Teks Kajian.

────────

Oleh H. Koko Sujatmiko
JAKARTA, bisniswisata.co.id: Ramalan Bill Gates, pendiri Microsoft, yang mempredisi bahwa pasca-pandemi COVID-19 membuat lebih dari 50 persen perjalanan bisnis akan hilang, cukup merisaukan para pelaku industri konvensi, insentif, dan pameran atau MICE (Meeting, Incentive, Convention, and Exhibition).
Mengantisipasi prediksi ini, pelaku industri MICE perlu melakukan antisipasi dengan meningkatkan kualitas produk yang pro pada protokol kesehatan serta ramah lingkungan. Selain itu memahami perubahan perilaku wisatawan terhadap preferensi akomodasi, transportasi, dan aktivitas wisata yang dilakukan para travelling bisnis.
Bill Gates memprediksi, pandemi COVID-19 mengubah secara fundamental cara orang bepergian dan menjalankan bisnis. “Prediksi saya lebih dari 50% perjalanan bisnis dan lebih dari 30% hari kerja di kantor tidak akan terjadi lagi,” kata Gates, seperti dilansir The New York Times.
Ia mengutarakan asumsinya itu didasari pada fakta bahwa selama pandemi internet telah menciptakan bermacam kemudahan sehingga memungkinkan manusia untuk tidak lagi bekerja di kantor. Bekerja dari rumah menjadi sesuatu yang lebih memungkinkan untuk dilakukan.
Selain itu banyak perusahaan mungkin akan mengambil tindakan lebih ekstrim mengurangi jumlah pertemuan tatap muka sehingga perjalanan bisnis menjadi sesuatu yang langka dan akan mempertimbangkan dengan matang perjalanan bisnis.
Lalu, apa yang dilakukan para pelaku industri konvensi, insentif, dan pameran atau MICE (Meeting, Incentive, Convention, and Exhibition). Para pelaku bisnis tetap percaya dan optimis bahwa para travelling bisnis tetap melakukan kegiatan meeting, incentive, convention, dan exhibition.
Bila pada masa pandemi kegiatan itu banyak dilakukan secara virtual atau hybrid, pasca-pandemi nanti akan beralih dengan bertemu langsung serta melakukan perjalanan .

────────

Daftar Tersedia.
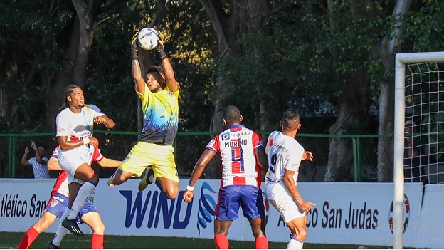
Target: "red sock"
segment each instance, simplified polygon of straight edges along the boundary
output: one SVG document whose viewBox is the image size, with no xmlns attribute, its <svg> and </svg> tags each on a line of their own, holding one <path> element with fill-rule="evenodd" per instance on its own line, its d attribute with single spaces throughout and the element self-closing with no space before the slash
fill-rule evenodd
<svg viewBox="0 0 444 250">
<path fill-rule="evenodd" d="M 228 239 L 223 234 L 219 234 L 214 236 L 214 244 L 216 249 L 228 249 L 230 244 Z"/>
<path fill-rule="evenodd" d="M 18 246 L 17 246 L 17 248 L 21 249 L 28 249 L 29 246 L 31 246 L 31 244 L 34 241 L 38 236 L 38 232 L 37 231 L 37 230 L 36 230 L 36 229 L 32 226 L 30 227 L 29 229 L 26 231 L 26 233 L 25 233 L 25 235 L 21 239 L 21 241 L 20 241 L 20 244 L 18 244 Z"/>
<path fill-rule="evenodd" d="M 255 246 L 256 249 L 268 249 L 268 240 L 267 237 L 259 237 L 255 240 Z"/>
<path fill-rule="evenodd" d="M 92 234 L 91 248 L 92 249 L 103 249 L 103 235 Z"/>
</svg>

────────

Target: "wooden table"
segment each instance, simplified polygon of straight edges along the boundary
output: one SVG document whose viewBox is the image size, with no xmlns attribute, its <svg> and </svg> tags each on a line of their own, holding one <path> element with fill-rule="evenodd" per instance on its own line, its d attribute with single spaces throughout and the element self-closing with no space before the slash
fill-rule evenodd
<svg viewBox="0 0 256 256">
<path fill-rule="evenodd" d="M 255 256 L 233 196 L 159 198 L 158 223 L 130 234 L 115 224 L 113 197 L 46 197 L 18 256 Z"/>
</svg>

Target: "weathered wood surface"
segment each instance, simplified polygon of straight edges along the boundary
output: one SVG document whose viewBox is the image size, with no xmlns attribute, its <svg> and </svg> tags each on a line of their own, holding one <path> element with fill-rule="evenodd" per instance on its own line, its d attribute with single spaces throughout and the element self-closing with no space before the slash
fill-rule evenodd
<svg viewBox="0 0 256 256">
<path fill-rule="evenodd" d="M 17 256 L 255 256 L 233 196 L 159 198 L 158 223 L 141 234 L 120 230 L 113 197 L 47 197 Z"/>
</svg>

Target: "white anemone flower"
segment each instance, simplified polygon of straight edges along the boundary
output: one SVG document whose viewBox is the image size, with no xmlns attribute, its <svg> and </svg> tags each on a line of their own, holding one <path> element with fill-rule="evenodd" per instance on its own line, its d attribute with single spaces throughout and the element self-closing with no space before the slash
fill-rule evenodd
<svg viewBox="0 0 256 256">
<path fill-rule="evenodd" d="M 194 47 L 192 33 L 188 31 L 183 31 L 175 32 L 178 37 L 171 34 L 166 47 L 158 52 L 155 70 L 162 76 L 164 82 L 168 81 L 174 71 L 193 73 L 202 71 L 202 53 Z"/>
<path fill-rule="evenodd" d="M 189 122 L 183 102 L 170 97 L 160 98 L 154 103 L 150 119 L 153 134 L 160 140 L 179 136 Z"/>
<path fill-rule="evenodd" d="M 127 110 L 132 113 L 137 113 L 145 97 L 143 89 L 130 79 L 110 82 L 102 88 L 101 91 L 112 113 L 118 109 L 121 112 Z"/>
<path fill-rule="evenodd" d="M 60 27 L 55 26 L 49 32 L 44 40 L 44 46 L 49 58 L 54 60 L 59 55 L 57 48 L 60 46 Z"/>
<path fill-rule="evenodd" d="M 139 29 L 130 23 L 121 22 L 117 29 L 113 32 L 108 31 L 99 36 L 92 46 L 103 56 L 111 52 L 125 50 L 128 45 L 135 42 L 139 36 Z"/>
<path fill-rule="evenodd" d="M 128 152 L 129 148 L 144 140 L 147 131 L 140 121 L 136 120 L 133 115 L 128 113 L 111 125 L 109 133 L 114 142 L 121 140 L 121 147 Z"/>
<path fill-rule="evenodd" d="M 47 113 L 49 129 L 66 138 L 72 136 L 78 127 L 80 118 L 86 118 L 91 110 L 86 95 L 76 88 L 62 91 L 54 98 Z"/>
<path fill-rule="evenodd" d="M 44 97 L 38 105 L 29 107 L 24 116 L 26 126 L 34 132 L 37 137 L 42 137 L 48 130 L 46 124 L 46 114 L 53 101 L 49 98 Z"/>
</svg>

────────

Tugas Kerja A.
Tulis ulang bagian teks kajian, mulai dari bagian yang memuat "Selain itu banyak" dan berhenti setelah "melakukan perjalanan .". Ganti "pertemuan tatap muka" dengan "pertemuan langsung".
Tugas Kerja B.
Menurut teks kajian, berapa persen hari kerja di kantor yang diprediksi Bill Gates tidak akan terjadi lagi?

Kolom Jawaban A.
Selain itu banyak perusahaan mungkin akan mengambil tindakan lebih ekstrim mengurangi jumlah pertemuan langsung sehingga perjalanan bisnis menjadi sesuatu yang langka dan akan mempertimbangkan dengan matang perjalanan bisnis.
Lalu, apa yang dilakukan para pelaku industri konvensi, insentif, dan pameran atau MICE (Meeting, Incentive, Convention, and Exhibition). Para pelaku bisnis tetap percaya dan optimis bahwa para travelling bisnis tetap melakukan kegiatan meeting, incentive, convention, dan exhibition.
Bila pada masa pandemi kegiatan itu banyak dilakukan secara virtual atau hybrid, pasca-pandemi nanti akan beralih dengan bertemu langsung serta melakukan perjalanan .

Kolom Jawaban B.
Lebih dari 30%.